* Work required:
Nothing but the records, transcribed exactly, should appear in the answer; leave the pictures out.

* Task inputs:
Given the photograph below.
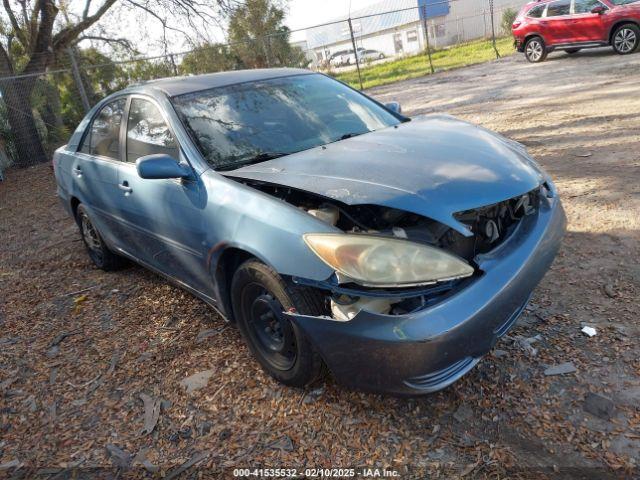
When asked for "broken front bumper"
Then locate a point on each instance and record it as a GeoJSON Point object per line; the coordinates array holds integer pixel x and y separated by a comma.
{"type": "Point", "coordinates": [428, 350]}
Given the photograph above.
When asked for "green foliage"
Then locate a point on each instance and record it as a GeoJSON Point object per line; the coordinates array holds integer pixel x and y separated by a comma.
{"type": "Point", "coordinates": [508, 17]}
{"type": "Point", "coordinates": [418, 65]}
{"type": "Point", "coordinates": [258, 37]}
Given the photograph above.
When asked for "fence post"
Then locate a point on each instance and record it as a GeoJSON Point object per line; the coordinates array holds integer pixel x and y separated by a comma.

* Output below:
Given the photograph below.
When asked for "broken front bumper"
Then locate a point on each instance and record it as a GeoJSON Point object per line; the coordinates array holds integer pixel x and y separated by a comma.
{"type": "Point", "coordinates": [428, 350]}
Given the photograph above.
When asked for "green foliage"
Then locate a point on each instance and record it as a GeoJSON Point object per line; the coordinates array holds integer pixel x and y separated by a comma.
{"type": "Point", "coordinates": [508, 17]}
{"type": "Point", "coordinates": [418, 65]}
{"type": "Point", "coordinates": [258, 37]}
Given the photograph above.
When asked for "fence post"
Then locate a point on each instance and record it as a GeoJSON Point object per line; the coordinates array holds integer pixel x and y separated by a comma.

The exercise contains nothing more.